## THE REQUEST
Write out the material from its start through the line containing "[[34, 45, 43, 61], [16, 45, 34, 60]]", including that line, and leave the pictures out.

## RECORDS SUPPLIED
#####
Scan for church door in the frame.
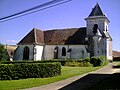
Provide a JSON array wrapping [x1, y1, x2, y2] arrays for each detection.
[[23, 46, 30, 60]]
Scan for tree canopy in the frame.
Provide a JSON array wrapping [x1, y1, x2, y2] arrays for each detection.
[[0, 43, 6, 60]]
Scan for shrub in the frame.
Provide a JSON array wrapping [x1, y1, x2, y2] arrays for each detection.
[[65, 61, 92, 67], [0, 63, 61, 80], [90, 56, 106, 67]]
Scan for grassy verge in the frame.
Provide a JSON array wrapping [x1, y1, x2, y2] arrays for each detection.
[[0, 66, 101, 90]]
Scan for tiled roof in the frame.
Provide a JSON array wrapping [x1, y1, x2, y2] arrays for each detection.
[[18, 28, 86, 45], [89, 3, 104, 17], [44, 28, 86, 45], [18, 28, 44, 45]]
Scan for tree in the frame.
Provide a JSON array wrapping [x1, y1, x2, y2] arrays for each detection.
[[0, 43, 6, 60]]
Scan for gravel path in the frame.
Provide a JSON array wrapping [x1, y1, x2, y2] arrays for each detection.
[[23, 62, 120, 90]]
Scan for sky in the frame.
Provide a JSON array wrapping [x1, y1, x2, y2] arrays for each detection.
[[0, 0, 120, 51]]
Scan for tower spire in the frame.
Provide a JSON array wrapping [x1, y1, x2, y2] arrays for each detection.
[[89, 2, 104, 17]]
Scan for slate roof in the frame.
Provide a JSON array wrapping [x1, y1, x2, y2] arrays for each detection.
[[89, 3, 104, 17], [18, 28, 44, 45], [44, 28, 86, 45], [18, 28, 86, 45]]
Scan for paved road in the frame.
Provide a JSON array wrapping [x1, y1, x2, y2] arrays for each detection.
[[24, 62, 120, 90]]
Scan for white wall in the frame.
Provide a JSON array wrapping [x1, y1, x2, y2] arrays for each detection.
[[34, 45, 43, 61], [16, 45, 34, 60]]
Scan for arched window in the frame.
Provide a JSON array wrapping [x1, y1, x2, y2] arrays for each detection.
[[62, 47, 66, 56], [54, 46, 58, 59], [23, 46, 30, 60]]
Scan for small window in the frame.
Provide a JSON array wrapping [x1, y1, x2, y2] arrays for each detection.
[[62, 47, 66, 56]]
#####
## EXERCISE ANSWER
Scan for church door in the frame.
Provide a JSON array wrapping [x1, y1, x2, y2] arrays for each detection.
[[23, 46, 30, 60]]
Scan for tree canopy in the frame.
Provide a JSON array wrapping [x1, y1, x2, y2] arrays for each detection.
[[0, 43, 6, 60]]
Scan for shrub in the frame.
Provide a JSON array wrapping [x1, y1, x2, y2] arrays for each detection.
[[65, 61, 92, 67], [0, 63, 61, 80], [90, 56, 106, 67]]
Scan for grassy verge in the frame.
Provide a JSON array wrapping [x1, y1, x2, y2] arrays for each detection.
[[0, 66, 101, 90]]
Scan for tiled roof in the frame.
Provide a JSON array wrapping [x1, y1, x2, y2] arrays for each detection.
[[18, 28, 86, 45], [89, 3, 104, 17], [44, 28, 86, 45], [18, 28, 44, 45]]
Scan for tree in the frame.
Provide a JSON array wrapping [x1, y1, x2, y2] arrays for each detection.
[[0, 43, 6, 60]]
Scan for gravel path in the frame.
Provide a JSON array wrapping [x1, y1, x2, y2] arrays for each detection.
[[23, 62, 120, 90]]
Scan for sky in the frame.
Provide a JSON array wrapping [x1, y1, x2, y2] arrays for each detection.
[[0, 0, 120, 51]]
Scan for tower spire in the frame.
Provide a JSON array wrapping [x1, y1, x2, y2] arrays for each detection.
[[89, 2, 104, 17]]
Scan for slate roof in the frame.
Provide a JSON array wrapping [x1, y1, x2, y2] arrays for each detection.
[[89, 3, 104, 17], [18, 28, 44, 45], [44, 28, 86, 45], [18, 28, 86, 45]]
Scan for paved road in the frame.
Provide a JSON array wrapping [x1, y1, x2, y2] arrays for each detection.
[[24, 62, 120, 90]]
Scan for white wall in the frame.
Provide a JSON array wrapping [x1, y1, x2, y2] arrays for each detection.
[[34, 45, 43, 61], [16, 45, 34, 60]]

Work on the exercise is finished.